Source document —
• • • •
National logistics and freight consolidators. Irving's direct adjacency to Dallas/Fort Worth International Airport makes its transportation and warehouse operators attractive to out-of-state strategic buyers seeking operational scale in one of the country's highest-volume freight markets. These acquirers typically move fast once they identify a target, but they conduct deep due diligence on fleet assets, DOT compliance records, and lease terms — so operational tidiness matters as much as revenue.

Choosing a Broker

Start with the non-negotiable: verify that any broker you consider holds an active Texas real estate broker license issued by TREC. Because most Irving business sales involve a commercial lease transfer, TRELA requires it. You can confirm license status directly through TREC's public lookup. A broker who cannot produce an active TREC license is operating outside state law the moment a lease assignment enters the transaction.

Beyond licensure, prioritize brokers with demonstrated experience in the Las Colinas corporate market specifically. Selling a professional services firm or engineering support company to a strategic acquirer requires different positioning — financial recast methodology, deal structure, and buyer outreach — than selling a Main Street retail business. Ask candidates to describe closed transactions in the $1M–$10M range within the Irving or DFW corporate corridor. Vague answers are a red flag.

Ask directly about buyer database reach. The most active acquirers in this market include national logistics consolidators targeting DFW Airport-adjacent operators and financial services executives evaluating owner-operator opportunities. A broker whose network stops at local buyers will underserve you.
• • • •
Records drawn from a data source

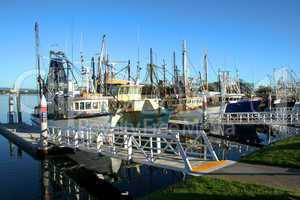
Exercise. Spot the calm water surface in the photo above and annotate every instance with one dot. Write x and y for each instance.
(23, 177)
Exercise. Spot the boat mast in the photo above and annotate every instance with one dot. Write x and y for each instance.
(101, 59)
(185, 68)
(205, 71)
(93, 75)
(164, 73)
(128, 70)
(37, 50)
(151, 69)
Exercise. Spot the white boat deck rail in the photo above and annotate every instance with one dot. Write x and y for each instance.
(181, 150)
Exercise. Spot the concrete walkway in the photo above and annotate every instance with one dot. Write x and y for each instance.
(278, 177)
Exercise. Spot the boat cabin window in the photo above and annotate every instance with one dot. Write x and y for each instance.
(95, 105)
(88, 105)
(81, 105)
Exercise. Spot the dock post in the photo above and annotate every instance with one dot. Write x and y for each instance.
(11, 112)
(19, 112)
(76, 139)
(43, 147)
(204, 108)
(129, 147)
(158, 144)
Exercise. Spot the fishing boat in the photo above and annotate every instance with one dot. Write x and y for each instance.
(66, 99)
(183, 98)
(129, 96)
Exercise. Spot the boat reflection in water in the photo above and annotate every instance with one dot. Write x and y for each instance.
(104, 177)
(63, 178)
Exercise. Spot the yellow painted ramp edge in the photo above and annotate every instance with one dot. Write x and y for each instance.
(211, 166)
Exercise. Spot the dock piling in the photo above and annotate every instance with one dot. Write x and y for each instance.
(44, 125)
(11, 112)
(19, 112)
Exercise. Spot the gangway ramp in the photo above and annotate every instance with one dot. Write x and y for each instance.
(181, 150)
(268, 118)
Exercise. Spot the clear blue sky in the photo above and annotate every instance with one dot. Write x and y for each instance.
(254, 36)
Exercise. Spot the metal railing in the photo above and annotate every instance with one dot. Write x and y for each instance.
(279, 118)
(159, 147)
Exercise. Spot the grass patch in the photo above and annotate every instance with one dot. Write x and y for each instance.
(285, 153)
(213, 188)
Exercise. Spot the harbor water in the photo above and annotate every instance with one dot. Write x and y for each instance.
(62, 178)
• • • •
Set tasks —
[1] Gather every line of the listing that contains the string "boat" and copy each one. Case counts.
[2] Proceed with the article on selling a business in Irving, picking up right after its final sentence.

Set of answers —
[1]
Exercise. Spot the boat mast in the photo above and annotate every instance with one dot. Write x and y for each instance.
Exercise. Spot the white boat deck rail in the photo above and annotate every instance with one dot. Write x and y for each instance.
Exercise. Spot the boat cabin window in the photo above and annotate every instance with one dot. Write x and y for each instance.
Exercise. Spot the fishing boat in the photo above and annotate every instance with one dot. Write x and y for each instance.
Exercise. Spot the boat reflection in water in the photo above and annotate every instance with one dot. Write x and y for each instance.

[2]
TABB (Texas Association of Business Brokers) membership signals that a broker has opted into Texas-specific professional standards and ethical guidelines — particularly relevant for confidentiality practices in a market as networked as Las Colinas. IBBA membership and a Certified Business Intermediary (CBI) designation indicate broader professional commitment to deal ethics and structured process.

Finally, press hard on confidentiality protocol. Ask exactly how the broker handles initial buyer outreach, when the business name is disclosed, and how NDA compliance is tracked. In Las Colinas, where vendors and employees from competing firms share office parks and industry events, a procedural gap in confidentiality can damage a deal before it closes.

Fees & Engagement

Broker compensation in the Irving market generally follows a success-fee structure. For deals under $1M — common in retail and food-service businesses along Irving's commercial corridors — expect fees in the 8–12% range. For mid-market transactions in the $1M–$5M range, which are typical among Las Colinas professional services, engineering support, and corporate-services firms, fees commonly step down to 4–8%. These are market norms, not guarantees; actual terms vary by broker, deal complexity, and perceived marketability.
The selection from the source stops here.